Written request: Omit the pictures from the entries below and retype everything else exactly.

Start of Source data

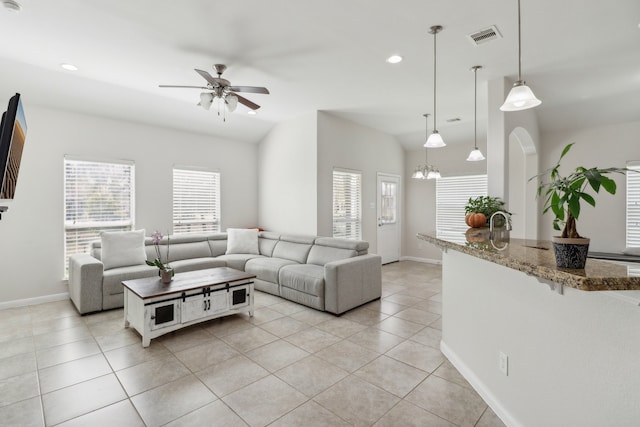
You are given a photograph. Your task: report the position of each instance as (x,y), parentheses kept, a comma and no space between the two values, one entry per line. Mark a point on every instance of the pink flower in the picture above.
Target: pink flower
(156,237)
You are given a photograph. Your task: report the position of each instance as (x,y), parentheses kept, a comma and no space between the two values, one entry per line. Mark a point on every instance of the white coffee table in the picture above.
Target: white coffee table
(154,308)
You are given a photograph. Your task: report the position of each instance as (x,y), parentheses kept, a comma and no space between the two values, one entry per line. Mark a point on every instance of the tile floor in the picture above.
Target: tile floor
(289,365)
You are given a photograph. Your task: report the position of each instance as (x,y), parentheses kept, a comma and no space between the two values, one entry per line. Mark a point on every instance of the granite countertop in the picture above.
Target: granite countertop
(535,258)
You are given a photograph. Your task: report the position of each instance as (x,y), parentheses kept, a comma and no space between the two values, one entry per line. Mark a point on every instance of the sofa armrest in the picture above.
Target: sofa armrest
(85,282)
(351,282)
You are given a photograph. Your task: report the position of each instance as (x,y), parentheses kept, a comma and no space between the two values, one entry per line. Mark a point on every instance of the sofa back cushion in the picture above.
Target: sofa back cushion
(179,251)
(360,246)
(267,242)
(242,241)
(218,244)
(122,248)
(320,255)
(293,248)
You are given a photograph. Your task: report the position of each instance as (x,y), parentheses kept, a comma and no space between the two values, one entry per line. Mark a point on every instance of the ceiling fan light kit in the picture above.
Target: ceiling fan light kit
(520,97)
(223,92)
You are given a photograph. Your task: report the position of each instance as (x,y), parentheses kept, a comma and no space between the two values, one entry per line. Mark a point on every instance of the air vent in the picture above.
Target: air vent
(485,36)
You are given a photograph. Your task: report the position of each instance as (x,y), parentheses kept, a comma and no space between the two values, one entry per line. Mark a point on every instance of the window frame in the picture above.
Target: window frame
(212,225)
(337,221)
(73,225)
(450,222)
(632,217)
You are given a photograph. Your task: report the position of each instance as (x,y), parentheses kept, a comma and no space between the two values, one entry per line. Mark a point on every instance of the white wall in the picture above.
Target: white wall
(344,144)
(288,177)
(420,195)
(572,358)
(603,146)
(31,232)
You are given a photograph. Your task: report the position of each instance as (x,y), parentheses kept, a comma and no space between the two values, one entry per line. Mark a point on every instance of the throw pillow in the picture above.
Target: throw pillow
(242,241)
(122,248)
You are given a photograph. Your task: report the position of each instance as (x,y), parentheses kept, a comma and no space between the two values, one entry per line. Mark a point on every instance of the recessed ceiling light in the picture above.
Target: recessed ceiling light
(394,59)
(69,67)
(12,5)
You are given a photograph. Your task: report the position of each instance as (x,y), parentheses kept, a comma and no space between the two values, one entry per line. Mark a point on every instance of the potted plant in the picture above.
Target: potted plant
(478,210)
(165,271)
(563,197)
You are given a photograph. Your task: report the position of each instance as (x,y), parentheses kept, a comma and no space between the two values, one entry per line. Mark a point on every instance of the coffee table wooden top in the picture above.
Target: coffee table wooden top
(150,287)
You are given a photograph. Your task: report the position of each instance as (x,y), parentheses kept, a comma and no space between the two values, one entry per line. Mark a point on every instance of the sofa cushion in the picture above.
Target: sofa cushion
(122,248)
(266,242)
(320,255)
(218,244)
(237,261)
(334,242)
(292,251)
(307,278)
(186,250)
(197,264)
(112,279)
(266,268)
(242,241)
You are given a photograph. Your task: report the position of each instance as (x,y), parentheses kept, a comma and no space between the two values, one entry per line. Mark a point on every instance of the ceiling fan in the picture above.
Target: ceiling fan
(222,90)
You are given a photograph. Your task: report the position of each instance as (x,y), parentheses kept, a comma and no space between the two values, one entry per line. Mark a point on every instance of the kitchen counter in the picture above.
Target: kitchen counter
(564,357)
(535,258)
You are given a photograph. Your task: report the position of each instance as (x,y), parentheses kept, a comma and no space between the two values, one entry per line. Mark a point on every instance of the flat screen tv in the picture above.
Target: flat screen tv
(13,132)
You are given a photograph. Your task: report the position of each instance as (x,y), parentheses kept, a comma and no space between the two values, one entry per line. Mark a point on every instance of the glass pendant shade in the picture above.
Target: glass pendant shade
(521,97)
(475,155)
(434,140)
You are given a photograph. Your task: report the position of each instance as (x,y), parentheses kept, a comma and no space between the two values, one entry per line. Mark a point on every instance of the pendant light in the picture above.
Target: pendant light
(435,139)
(426,171)
(520,97)
(476,154)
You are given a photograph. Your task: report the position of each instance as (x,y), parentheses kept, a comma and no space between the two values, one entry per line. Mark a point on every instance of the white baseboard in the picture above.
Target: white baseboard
(33,301)
(479,387)
(417,259)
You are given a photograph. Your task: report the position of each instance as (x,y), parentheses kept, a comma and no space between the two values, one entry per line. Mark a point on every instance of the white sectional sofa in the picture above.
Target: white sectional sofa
(325,273)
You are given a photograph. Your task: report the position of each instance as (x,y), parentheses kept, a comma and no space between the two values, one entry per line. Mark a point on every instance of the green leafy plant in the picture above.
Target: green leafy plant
(564,194)
(156,238)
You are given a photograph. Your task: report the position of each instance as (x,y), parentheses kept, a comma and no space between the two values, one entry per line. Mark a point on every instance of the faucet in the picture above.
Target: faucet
(506,219)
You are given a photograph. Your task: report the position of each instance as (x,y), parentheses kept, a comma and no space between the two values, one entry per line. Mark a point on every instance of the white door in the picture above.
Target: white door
(388,210)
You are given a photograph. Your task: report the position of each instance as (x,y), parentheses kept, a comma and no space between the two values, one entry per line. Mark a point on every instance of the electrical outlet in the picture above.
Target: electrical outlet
(503,363)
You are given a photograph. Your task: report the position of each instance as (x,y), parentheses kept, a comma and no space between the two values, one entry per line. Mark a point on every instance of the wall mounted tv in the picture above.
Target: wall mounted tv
(13,131)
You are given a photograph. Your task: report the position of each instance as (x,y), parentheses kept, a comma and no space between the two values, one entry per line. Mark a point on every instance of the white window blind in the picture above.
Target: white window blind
(98,196)
(347,204)
(196,200)
(633,205)
(452,195)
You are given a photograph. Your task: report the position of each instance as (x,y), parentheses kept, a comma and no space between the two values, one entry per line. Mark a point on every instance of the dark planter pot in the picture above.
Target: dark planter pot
(570,253)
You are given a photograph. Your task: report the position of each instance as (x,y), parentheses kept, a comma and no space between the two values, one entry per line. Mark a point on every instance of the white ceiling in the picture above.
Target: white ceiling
(581,58)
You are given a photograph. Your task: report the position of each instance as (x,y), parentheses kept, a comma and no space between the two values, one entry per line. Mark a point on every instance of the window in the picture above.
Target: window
(196,200)
(452,194)
(347,201)
(633,205)
(98,196)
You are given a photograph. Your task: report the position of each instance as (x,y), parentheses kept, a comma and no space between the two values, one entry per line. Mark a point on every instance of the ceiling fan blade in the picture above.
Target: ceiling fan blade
(208,77)
(244,101)
(193,87)
(251,89)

End of Source data

Complete response:
You are given a photograph. Your task: report the position of each instance as (x,y), parentheses kept, a comma and no space between the two values, one entry per line. Mark a point on every instance of the pink flower in the picture above.
Target: pink flower
(156,237)
You are given a photograph. Your task: report the position of each instance as (x,y), parentheses kept, a comma and no space between the two values, one entry per line. Mark a point on every instance of the white coffee table in the picture above.
Target: white coffee table
(154,308)
You are given a photograph. Your task: report the position of each instance as (x,y), parentheses kept, a comma and no space between the two values, one entry per line. Mark a point on every instance of the tile floor in the picture above.
Target: tile floor
(289,365)
You are given a photograph. Your task: report the position of each instance as (x,y), parentheses kept, a comma and no space between the two values, one entry per line. Mark a point on every instance of the granite countertop in the picture above.
Target: granite countertop
(535,258)
You are given a photograph. Your task: report the position of each instance as (x,y), parentheses kept, a comma and no space between the two values, one entry per line. Mark a point on every instance of the sofa armrest in the picture above.
Target: sofa armrest
(85,282)
(351,282)
You are given a photograph. Your task: report the position of each instance as (x,y), parentheses kept, a comma and no space between the two values, one entry per line. Mark a point on every instance of the sofa back cushion in the picture above.
Target: sofa back cushion
(179,251)
(360,246)
(267,242)
(242,241)
(218,244)
(122,248)
(320,255)
(293,248)
You are given a photograph. Your task: report the position of each instance as (x,y), parentheses kept, a comma and no space between the two values, one entry per line. Mark a point on every instance of the ceiling fan light kit in the picture above.
Target: ceiling fan light kit
(520,97)
(223,92)
You are given a photograph. Your task: report the position of each instance as (x,y), parentheses kept, a comma and no space between the two values, one entry per line. Mark a point on every instance of the air vent in the picture above.
Target: air vent
(485,36)
You are given a photograph. Your task: report the position of each instance as (x,y), parentheses kept, a comma and no space between the two values, one entry per line. Mark a point on every instance of the window frame in the picture above.
Target: window frame
(212,225)
(337,221)
(73,225)
(450,222)
(632,217)
You are given a photograph. Your task: report the position of each instance as (x,y), parentheses kept, a comma and no space between the two values, one entry per line. Mark a point on every instance of the white wall in the picture above.
Target: white wall
(344,144)
(288,177)
(420,195)
(572,358)
(603,146)
(31,232)
You are given a photograph. Your task: report the position of each instance as (x,y), parentheses kept, a comma and no space between the two values, one entry per line. Mark a point on every instance of the throw pillow in the picture above.
Target: throw pillow
(242,241)
(122,248)
You are given a photograph. Your task: report the position of each instance as (x,y), parentheses kept, a comma and no space between the two values, one entry per line. Mark a point on every instance of the recessed ceiling light in the picture above.
Target: recessed ceiling light
(394,59)
(69,67)
(12,5)
You are given a photograph. Your task: report the position of each instance as (x,y), parentheses kept, a comma and no space between the two values, one entry per line. Mark a point on every instance of the potted plant in the picture above.
Target: potted plant
(478,210)
(165,271)
(563,197)
You are given a photograph. Your task: report the position of each instance as (x,y), parentheses kept, a comma and no space between the two values, one entry per line. Mark a point on every instance of the coffee table wooden top in the picture above.
Target: coffee table wooden top
(150,287)
You are given a photograph. Your task: report the position of each instance as (x,y), parentheses kept, a comma and no space between the two values, one entry per line. Mark a point on every instance of the sofa cushion in the picture above.
Target: sofa cushion
(122,248)
(266,242)
(320,255)
(218,244)
(237,261)
(334,242)
(292,251)
(307,278)
(186,250)
(197,264)
(112,279)
(266,268)
(242,241)
You are given a photograph. Your task: report the position of each instance as (x,y), parentheses kept, a comma and no space between the two values, one entry per line. Mark a point on every instance of the ceiling fan in the picture above.
Target: ceiling fan
(222,90)
You are given a photograph. Your task: report the position of each instance as (x,y), parentheses kept, a comma and no space between the two values, one entry per line. Mark a point on every instance of the kitchen counter in the picture above.
Target: kitchen counter
(564,357)
(535,258)
You are given a photograph. Your task: report the position of each instance as (x,y), parentheses kept, a comma and no space between the two values, one entry per line. Mark a point on every instance of the flat screen tv in the picture above.
Target: flat screen tv
(13,132)
You are given a photograph. Your task: report the position of each instance as (x,y), parentheses kept, a comma and no space between the two values, one entry per line. Mark a point on every instance of the glass pendant shade in the picture above.
Target: glass pendant shade
(521,97)
(475,155)
(434,140)
You are given a photograph. Your task: report the position of each instance as (x,y), parentheses kept, a comma and no space between the two values, one entry per line. Mark a point on every instance of the pendant light in the picture above.
Target: pendant light
(435,139)
(426,171)
(520,97)
(476,154)
You are given a photograph. Your task: report the position of each instance as (x,y), parentheses kept, a comma and no space between the two values, one entry per line. Mark a point on every instance of the white baseboard in the picture above.
Target: white baseboard
(33,301)
(479,387)
(417,259)
You are given a photograph. Your task: report the position of each instance as (x,y), parentheses kept, a comma and no space between the two values, one entry per line. Mark a point on every instance of the white sectional sofa in the picture above.
Target: white sectional sofa
(325,273)
You are given a photograph. Your task: report the position of each instance as (x,y), parentheses kept, a comma and no space between the two values, one entry per line. Mark a point on every instance of the green leafy plant in the picture above.
Target: green leafy plant
(564,194)
(156,238)
You are given a photograph. Your task: report the position of each instance as (x,y), parentheses kept, a comma and no space between the two values, one entry per line. Mark a point on every instance of the faucet in the picture above.
Target: faucet
(506,219)
You are given a photograph. Your task: report the position of each instance as (x,y), parentheses kept, a comma and no space between the two values, one entry per line. Mark a point on every instance of the white door in the picture above.
Target: white door
(388,210)
You are given a photograph. Your task: report the position of each instance as (x,y), parentheses kept, a comma and no space between the two values, one entry per line. Mark a point on every instance of the electrical outlet in the picture above.
Target: electrical outlet
(503,363)
You are given a photograph. Your task: report the position of each instance as (x,y), parentheses kept, a comma and no space between the two values, one entry per line. Mark a point on every instance of the wall mounted tv in the picture above.
Target: wall mounted tv
(13,131)
You are given a photograph. Your task: report the position of each instance as (x,y), parentheses kept, a comma and no space between the two values, one entry per line. Mark a point on every instance of the white window blind in the picture above.
Target: white window blind
(98,196)
(347,204)
(196,200)
(633,205)
(452,195)
You are given a photograph. Your task: report the position of each instance as (x,y), parentheses kept, a comma and no space between the two values, one entry per line. Mark a point on every instance of the dark planter pot in the picture above.
Target: dark planter pot
(570,253)
You are given a photograph. Your task: report the position of each instance as (x,y), parentheses kept, a comma and no space between the two values, one entry per line. Mark a point on every instance of the white ceiling in the picture above.
Target: white ceiling
(581,58)
You are given a photograph. Your task: report the position of each instance as (x,y), parentheses kept, a comma and no space between the two values, one entry per line. Mark a point on every instance of the window in the picture above.
Target: window
(196,200)
(452,194)
(347,201)
(633,205)
(98,196)
You are given a photograph. Your task: report the position of each instance as (x,y), parentheses kept, a comma and no space between the two values, one entry per line. Mark a point on every instance of the ceiling fan blade in the picture above.
Target: ceiling fan blade
(208,77)
(244,101)
(193,87)
(251,89)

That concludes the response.